** TASK INSTRUCTIONS **
Please pull out every line of the listing below that contains the word "rear", and copy each such line in full.

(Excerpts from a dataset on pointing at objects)
------------------------

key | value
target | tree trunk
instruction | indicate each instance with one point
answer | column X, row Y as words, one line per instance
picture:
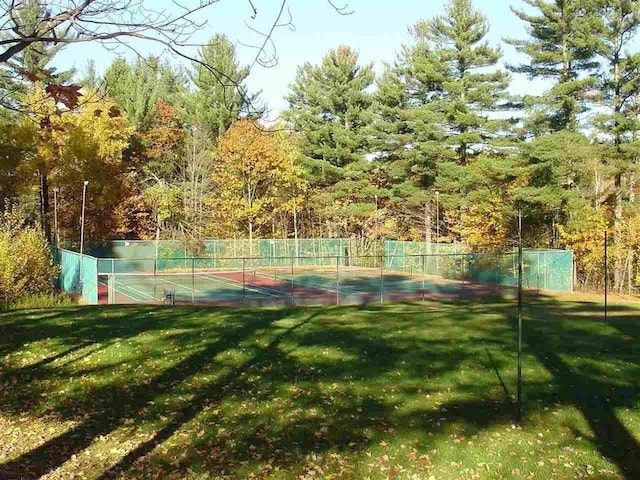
column 44, row 206
column 251, row 238
column 427, row 223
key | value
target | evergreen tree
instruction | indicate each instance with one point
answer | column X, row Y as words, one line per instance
column 560, row 47
column 137, row 88
column 619, row 21
column 32, row 63
column 331, row 111
column 435, row 107
column 331, row 108
column 221, row 95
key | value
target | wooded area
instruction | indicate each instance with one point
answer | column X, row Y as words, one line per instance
column 434, row 146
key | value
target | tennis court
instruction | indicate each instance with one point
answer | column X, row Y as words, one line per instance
column 277, row 286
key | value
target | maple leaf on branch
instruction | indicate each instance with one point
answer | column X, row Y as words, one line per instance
column 66, row 94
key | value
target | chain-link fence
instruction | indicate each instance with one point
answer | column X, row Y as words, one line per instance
column 78, row 275
column 310, row 271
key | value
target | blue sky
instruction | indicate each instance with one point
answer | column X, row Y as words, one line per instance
column 376, row 29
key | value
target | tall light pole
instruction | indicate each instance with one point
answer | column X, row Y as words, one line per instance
column 55, row 215
column 437, row 232
column 84, row 202
column 437, row 217
column 376, row 234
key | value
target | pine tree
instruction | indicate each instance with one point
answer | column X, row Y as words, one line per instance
column 619, row 21
column 560, row 47
column 221, row 95
column 331, row 111
column 435, row 106
column 330, row 106
column 137, row 88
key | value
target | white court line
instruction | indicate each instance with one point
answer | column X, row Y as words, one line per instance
column 120, row 292
column 179, row 285
column 135, row 290
column 236, row 282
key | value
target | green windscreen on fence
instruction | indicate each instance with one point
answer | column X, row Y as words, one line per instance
column 542, row 269
column 79, row 275
column 129, row 256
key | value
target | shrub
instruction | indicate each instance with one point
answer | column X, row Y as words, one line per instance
column 26, row 263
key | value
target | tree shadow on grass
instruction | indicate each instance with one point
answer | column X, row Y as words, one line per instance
column 305, row 381
column 345, row 416
column 106, row 408
column 565, row 341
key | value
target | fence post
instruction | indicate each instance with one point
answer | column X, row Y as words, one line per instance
column 423, row 261
column 155, row 281
column 111, row 286
column 244, row 285
column 519, row 363
column 606, row 278
column 462, row 276
column 337, row 280
column 382, row 258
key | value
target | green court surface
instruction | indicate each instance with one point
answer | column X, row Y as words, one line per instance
column 278, row 283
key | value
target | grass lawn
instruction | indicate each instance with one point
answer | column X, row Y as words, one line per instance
column 411, row 391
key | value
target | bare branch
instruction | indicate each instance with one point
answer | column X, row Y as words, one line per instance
column 109, row 22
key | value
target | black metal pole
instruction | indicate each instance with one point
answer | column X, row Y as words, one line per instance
column 519, row 379
column 606, row 277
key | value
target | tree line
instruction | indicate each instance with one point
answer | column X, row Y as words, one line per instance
column 433, row 146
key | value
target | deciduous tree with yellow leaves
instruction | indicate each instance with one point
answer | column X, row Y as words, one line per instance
column 255, row 177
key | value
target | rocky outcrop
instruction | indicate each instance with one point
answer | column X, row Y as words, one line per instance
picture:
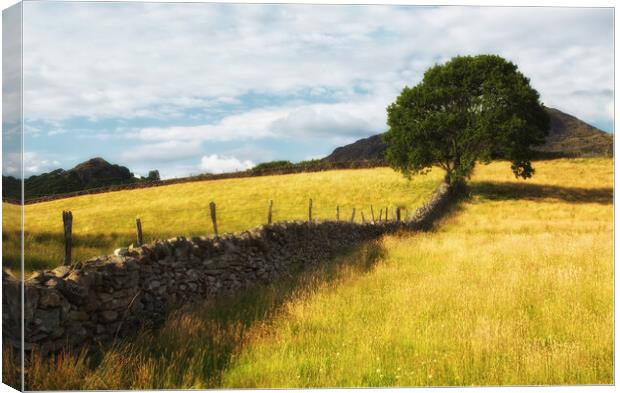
column 97, row 300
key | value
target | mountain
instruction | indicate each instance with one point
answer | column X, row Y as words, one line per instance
column 568, row 137
column 93, row 173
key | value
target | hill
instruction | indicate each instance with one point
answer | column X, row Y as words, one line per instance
column 93, row 173
column 568, row 137
column 103, row 222
column 464, row 305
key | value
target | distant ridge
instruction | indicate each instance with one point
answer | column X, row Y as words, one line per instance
column 568, row 137
column 93, row 173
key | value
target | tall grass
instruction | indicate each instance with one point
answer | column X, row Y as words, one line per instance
column 515, row 288
column 195, row 344
column 102, row 222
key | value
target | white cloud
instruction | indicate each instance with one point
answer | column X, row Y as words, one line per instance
column 154, row 60
column 32, row 161
column 220, row 164
column 161, row 152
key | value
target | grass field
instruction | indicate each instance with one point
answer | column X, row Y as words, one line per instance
column 103, row 222
column 516, row 287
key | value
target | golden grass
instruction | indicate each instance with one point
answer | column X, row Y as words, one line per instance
column 510, row 291
column 102, row 222
column 516, row 288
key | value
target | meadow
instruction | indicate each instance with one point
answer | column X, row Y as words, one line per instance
column 103, row 222
column 514, row 287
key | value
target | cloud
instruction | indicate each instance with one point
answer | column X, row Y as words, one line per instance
column 159, row 59
column 167, row 81
column 32, row 161
column 220, row 164
column 161, row 152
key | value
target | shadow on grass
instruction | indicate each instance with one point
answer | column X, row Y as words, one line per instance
column 195, row 344
column 513, row 191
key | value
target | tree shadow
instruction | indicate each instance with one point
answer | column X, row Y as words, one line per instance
column 195, row 344
column 513, row 191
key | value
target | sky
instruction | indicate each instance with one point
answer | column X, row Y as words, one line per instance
column 193, row 88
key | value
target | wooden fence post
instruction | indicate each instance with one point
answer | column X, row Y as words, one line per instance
column 67, row 221
column 138, row 232
column 213, row 217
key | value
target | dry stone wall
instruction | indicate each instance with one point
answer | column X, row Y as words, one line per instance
column 96, row 300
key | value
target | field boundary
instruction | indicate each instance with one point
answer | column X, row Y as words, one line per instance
column 285, row 170
column 98, row 300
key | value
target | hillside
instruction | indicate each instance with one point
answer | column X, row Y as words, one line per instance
column 93, row 173
column 103, row 222
column 568, row 137
column 466, row 304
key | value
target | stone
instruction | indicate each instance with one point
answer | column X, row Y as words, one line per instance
column 119, row 252
column 47, row 320
column 105, row 297
column 49, row 298
column 109, row 316
column 77, row 316
column 61, row 271
column 153, row 285
column 73, row 292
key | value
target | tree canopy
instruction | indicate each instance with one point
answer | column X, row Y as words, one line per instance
column 470, row 109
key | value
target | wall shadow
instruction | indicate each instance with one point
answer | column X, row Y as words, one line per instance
column 199, row 339
column 528, row 191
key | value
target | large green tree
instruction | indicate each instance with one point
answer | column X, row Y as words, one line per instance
column 470, row 109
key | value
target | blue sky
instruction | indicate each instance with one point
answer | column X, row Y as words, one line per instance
column 193, row 88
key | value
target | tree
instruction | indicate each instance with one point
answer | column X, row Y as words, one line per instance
column 469, row 109
column 153, row 175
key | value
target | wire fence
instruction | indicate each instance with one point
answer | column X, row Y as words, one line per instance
column 253, row 217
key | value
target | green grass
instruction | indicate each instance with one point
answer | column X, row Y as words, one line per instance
column 103, row 222
column 515, row 288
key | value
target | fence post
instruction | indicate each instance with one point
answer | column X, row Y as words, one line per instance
column 67, row 221
column 138, row 232
column 213, row 217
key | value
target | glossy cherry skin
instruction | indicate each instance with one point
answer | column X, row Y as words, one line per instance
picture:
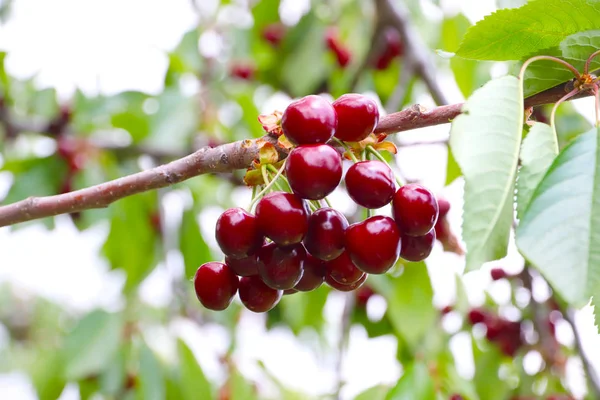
column 215, row 285
column 309, row 120
column 314, row 170
column 326, row 233
column 282, row 217
column 370, row 184
column 357, row 115
column 343, row 270
column 256, row 296
column 415, row 210
column 237, row 233
column 281, row 267
column 345, row 288
column 314, row 273
column 373, row 244
column 417, row 248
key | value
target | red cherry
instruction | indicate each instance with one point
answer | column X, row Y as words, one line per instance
column 370, row 184
column 343, row 270
column 256, row 296
column 237, row 233
column 314, row 273
column 282, row 217
column 357, row 117
column 417, row 248
column 310, row 120
column 281, row 267
column 314, row 170
column 326, row 233
column 373, row 244
column 345, row 288
column 215, row 285
column 415, row 210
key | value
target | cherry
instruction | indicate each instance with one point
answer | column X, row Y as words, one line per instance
column 281, row 267
column 256, row 296
column 237, row 233
column 215, row 285
column 417, row 248
column 282, row 217
column 314, row 273
column 314, row 170
column 370, row 184
column 343, row 270
column 357, row 117
column 309, row 120
column 373, row 244
column 325, row 235
column 345, row 288
column 415, row 210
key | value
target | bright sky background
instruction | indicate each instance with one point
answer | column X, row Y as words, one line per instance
column 109, row 46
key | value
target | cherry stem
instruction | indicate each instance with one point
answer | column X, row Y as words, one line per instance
column 548, row 58
column 586, row 69
column 373, row 151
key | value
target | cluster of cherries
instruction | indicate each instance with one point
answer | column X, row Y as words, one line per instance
column 284, row 248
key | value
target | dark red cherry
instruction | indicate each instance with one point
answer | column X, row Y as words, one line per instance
column 373, row 244
column 357, row 117
column 281, row 267
column 256, row 295
column 345, row 288
column 370, row 184
column 237, row 233
column 309, row 120
column 325, row 235
column 282, row 217
column 215, row 285
column 417, row 248
column 314, row 170
column 415, row 210
column 314, row 273
column 343, row 270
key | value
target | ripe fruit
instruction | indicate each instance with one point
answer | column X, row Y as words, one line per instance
column 343, row 270
column 357, row 117
column 373, row 244
column 215, row 285
column 325, row 235
column 310, row 120
column 237, row 233
column 281, row 267
column 345, row 288
column 257, row 296
column 370, row 184
column 417, row 248
column 314, row 170
column 415, row 210
column 314, row 273
column 282, row 217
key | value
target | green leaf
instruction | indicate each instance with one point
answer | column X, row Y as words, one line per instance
column 512, row 34
column 560, row 231
column 152, row 382
column 485, row 141
column 409, row 300
column 91, row 346
column 194, row 249
column 416, row 383
column 194, row 384
column 539, row 149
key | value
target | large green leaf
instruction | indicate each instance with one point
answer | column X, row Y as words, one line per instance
column 560, row 231
column 92, row 345
column 485, row 141
column 539, row 149
column 511, row 34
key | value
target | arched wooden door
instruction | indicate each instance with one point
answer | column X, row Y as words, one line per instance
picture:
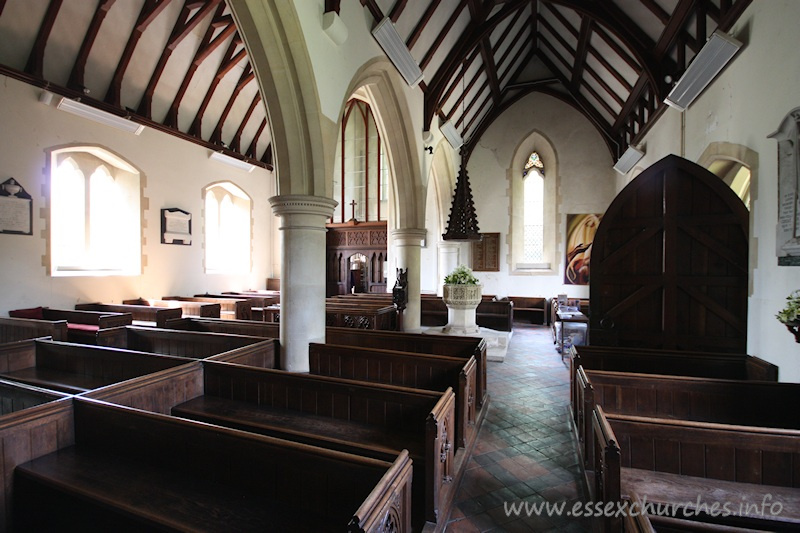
column 670, row 263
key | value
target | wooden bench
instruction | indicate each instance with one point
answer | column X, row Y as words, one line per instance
column 417, row 371
column 143, row 315
column 76, row 368
column 132, row 470
column 345, row 415
column 533, row 308
column 230, row 308
column 451, row 346
column 739, row 402
column 675, row 462
column 188, row 308
column 17, row 329
column 33, row 422
column 82, row 326
column 667, row 362
column 255, row 351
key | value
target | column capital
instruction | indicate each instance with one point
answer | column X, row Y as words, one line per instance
column 301, row 204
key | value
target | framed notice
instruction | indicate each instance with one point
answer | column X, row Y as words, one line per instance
column 176, row 226
column 486, row 253
column 16, row 209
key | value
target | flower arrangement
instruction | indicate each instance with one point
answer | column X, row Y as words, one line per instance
column 461, row 275
column 791, row 313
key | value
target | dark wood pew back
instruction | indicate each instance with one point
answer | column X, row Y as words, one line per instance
column 189, row 308
column 422, row 419
column 40, row 423
column 193, row 344
column 418, row 371
column 216, row 478
column 449, row 345
column 230, row 308
column 17, row 329
column 76, row 368
column 452, row 346
column 644, row 455
column 141, row 313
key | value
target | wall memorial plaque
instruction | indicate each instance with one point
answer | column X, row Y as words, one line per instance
column 176, row 226
column 788, row 227
column 16, row 209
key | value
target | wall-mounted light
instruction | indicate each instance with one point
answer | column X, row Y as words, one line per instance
column 101, row 117
column 625, row 163
column 397, row 51
column 709, row 61
column 232, row 161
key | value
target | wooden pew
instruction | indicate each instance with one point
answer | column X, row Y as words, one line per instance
column 654, row 362
column 143, row 315
column 255, row 351
column 724, row 401
column 534, row 308
column 82, row 326
column 189, row 308
column 132, row 470
column 76, row 368
column 17, row 329
column 230, row 308
column 33, row 422
column 451, row 346
column 417, row 371
column 667, row 362
column 683, row 462
column 345, row 415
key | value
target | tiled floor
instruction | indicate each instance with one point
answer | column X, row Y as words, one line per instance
column 525, row 453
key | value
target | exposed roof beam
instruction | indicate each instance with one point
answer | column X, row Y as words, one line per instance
column 35, row 64
column 151, row 9
column 183, row 26
column 76, row 77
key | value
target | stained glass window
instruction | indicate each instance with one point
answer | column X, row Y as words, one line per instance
column 534, row 161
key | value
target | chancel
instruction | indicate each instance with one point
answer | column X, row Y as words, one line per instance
column 258, row 345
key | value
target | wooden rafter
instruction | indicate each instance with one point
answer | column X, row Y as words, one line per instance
column 183, row 26
column 76, row 78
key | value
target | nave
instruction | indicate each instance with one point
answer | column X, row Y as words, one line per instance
column 526, row 448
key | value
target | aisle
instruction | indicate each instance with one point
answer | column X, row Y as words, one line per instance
column 525, row 451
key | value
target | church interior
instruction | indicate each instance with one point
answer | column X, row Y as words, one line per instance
column 379, row 265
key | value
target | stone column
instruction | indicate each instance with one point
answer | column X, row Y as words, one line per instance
column 449, row 254
column 406, row 244
column 302, row 317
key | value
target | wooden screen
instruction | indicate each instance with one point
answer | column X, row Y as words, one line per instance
column 670, row 263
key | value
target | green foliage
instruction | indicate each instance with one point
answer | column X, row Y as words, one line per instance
column 790, row 313
column 462, row 275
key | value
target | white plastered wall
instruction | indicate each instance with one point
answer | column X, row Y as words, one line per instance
column 174, row 173
column 586, row 183
column 744, row 105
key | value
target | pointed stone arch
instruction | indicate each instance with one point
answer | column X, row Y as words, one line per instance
column 380, row 85
column 288, row 86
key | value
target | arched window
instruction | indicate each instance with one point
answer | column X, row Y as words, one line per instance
column 533, row 180
column 95, row 223
column 227, row 229
column 361, row 185
column 533, row 229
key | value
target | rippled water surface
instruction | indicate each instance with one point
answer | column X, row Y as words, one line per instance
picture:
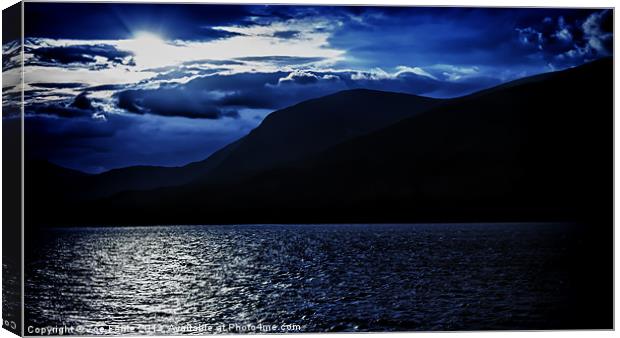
column 320, row 277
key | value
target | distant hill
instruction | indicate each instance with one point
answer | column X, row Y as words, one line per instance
column 539, row 148
column 283, row 137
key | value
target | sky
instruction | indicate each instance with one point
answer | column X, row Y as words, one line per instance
column 116, row 85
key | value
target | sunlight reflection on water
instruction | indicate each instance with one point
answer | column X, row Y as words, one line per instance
column 322, row 277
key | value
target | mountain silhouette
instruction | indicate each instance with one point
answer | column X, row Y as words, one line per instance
column 538, row 148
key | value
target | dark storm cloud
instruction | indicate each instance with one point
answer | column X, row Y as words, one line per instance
column 165, row 120
column 79, row 106
column 218, row 95
column 171, row 102
column 287, row 34
column 282, row 60
column 123, row 20
column 58, row 85
column 77, row 54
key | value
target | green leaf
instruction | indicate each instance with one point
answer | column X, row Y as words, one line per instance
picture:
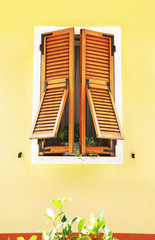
column 57, row 203
column 64, row 219
column 58, row 215
column 69, row 230
column 100, row 215
column 73, row 220
column 33, row 237
column 64, row 199
column 50, row 214
column 101, row 223
column 81, row 224
column 102, row 237
column 91, row 231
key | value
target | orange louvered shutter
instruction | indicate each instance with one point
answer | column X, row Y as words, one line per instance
column 57, row 80
column 97, row 82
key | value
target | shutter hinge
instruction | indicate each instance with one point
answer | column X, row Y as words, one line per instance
column 113, row 147
column 108, row 84
column 87, row 83
column 67, row 83
column 113, row 47
column 42, row 42
column 40, row 146
column 46, row 84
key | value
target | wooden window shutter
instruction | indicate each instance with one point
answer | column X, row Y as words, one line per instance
column 97, row 82
column 57, row 81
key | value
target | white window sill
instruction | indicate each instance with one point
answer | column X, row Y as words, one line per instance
column 76, row 160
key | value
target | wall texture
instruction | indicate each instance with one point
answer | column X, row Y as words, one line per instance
column 126, row 192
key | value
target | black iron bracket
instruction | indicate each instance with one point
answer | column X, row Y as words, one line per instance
column 113, row 47
column 87, row 83
column 42, row 42
column 108, row 84
column 67, row 83
column 40, row 146
column 113, row 147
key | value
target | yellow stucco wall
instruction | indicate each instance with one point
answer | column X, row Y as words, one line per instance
column 126, row 192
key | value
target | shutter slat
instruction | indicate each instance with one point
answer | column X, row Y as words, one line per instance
column 57, row 59
column 98, row 67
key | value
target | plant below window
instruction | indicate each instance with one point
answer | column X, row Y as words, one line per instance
column 65, row 226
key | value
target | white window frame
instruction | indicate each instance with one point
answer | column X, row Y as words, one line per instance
column 35, row 158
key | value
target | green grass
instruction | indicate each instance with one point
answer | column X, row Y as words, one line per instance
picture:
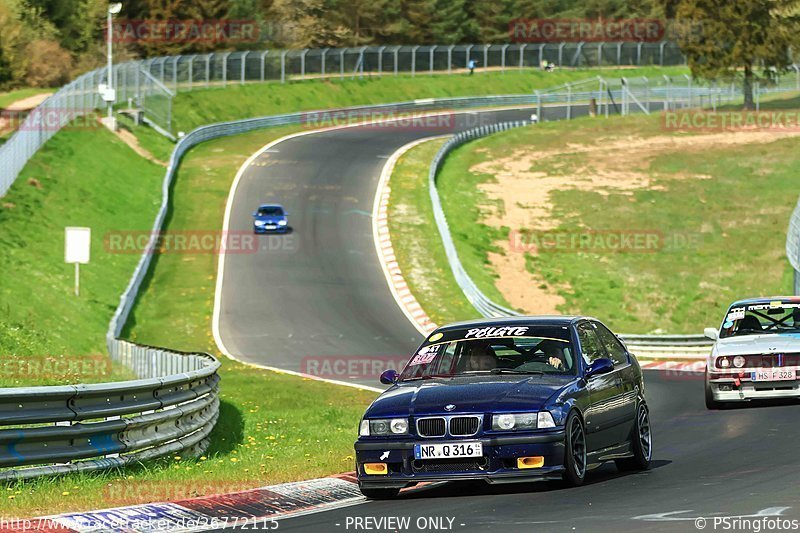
column 416, row 241
column 301, row 429
column 67, row 183
column 737, row 216
column 12, row 96
column 195, row 108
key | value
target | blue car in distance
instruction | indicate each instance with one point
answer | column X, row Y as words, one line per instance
column 270, row 218
column 506, row 400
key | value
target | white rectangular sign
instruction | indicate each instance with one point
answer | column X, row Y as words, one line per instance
column 78, row 243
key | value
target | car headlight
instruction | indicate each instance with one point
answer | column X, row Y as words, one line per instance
column 383, row 426
column 507, row 422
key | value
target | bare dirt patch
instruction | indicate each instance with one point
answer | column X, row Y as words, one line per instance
column 520, row 195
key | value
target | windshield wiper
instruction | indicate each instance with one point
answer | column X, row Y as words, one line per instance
column 515, row 371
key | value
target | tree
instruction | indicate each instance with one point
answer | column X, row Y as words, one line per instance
column 723, row 39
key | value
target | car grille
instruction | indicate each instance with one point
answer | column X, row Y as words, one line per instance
column 431, row 427
column 462, row 426
column 449, row 465
column 456, row 426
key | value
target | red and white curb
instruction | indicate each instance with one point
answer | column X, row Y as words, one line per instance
column 383, row 245
column 250, row 509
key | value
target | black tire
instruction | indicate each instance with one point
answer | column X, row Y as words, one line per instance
column 379, row 494
column 574, row 451
column 641, row 442
column 711, row 403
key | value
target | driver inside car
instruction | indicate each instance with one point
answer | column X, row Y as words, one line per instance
column 554, row 354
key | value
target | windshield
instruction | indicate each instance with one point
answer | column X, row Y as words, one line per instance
column 761, row 318
column 270, row 211
column 535, row 354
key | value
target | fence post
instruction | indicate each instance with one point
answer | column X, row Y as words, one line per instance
column 225, row 68
column 569, row 101
column 450, row 58
column 689, row 88
column 190, row 76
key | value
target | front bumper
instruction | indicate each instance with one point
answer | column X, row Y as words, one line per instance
column 738, row 386
column 498, row 464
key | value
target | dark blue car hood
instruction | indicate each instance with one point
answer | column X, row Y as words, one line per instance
column 471, row 394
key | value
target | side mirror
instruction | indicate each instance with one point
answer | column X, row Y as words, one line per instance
column 389, row 377
column 600, row 366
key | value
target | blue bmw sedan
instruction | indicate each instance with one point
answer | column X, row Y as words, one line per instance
column 506, row 400
column 270, row 218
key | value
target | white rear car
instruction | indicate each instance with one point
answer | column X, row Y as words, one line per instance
column 756, row 354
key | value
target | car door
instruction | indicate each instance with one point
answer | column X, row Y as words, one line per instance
column 603, row 390
column 625, row 373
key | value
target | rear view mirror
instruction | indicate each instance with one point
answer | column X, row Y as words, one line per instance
column 389, row 377
column 600, row 366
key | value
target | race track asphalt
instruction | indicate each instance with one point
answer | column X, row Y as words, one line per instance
column 320, row 291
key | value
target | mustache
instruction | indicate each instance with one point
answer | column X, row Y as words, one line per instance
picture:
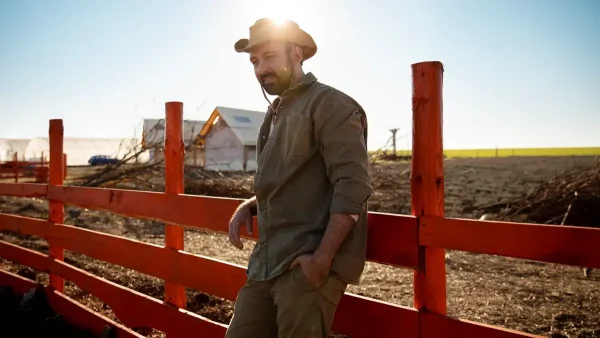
column 264, row 77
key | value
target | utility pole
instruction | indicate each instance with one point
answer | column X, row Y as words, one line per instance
column 394, row 131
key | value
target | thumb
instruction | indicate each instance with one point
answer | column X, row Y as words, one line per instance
column 295, row 262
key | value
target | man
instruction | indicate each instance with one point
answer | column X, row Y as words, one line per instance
column 311, row 184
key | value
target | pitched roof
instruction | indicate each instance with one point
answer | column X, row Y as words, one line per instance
column 244, row 123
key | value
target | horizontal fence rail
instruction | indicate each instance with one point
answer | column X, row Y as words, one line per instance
column 417, row 242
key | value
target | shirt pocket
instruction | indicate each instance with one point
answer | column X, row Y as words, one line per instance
column 296, row 136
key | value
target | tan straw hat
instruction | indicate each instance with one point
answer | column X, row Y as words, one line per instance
column 267, row 29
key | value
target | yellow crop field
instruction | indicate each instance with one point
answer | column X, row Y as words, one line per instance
column 507, row 152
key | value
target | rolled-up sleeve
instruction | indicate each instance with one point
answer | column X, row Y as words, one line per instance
column 339, row 128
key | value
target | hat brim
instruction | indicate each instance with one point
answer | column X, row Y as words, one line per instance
column 309, row 48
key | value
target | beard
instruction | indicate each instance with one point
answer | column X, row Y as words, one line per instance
column 275, row 83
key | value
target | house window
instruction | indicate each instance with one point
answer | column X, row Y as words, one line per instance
column 243, row 119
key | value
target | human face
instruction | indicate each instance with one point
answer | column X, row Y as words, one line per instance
column 272, row 66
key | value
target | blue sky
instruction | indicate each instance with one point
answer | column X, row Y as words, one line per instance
column 517, row 73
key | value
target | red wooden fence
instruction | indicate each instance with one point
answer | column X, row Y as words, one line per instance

------------------------

** EXERCISE SOLUTION **
target | white rear car
target | rear view mirror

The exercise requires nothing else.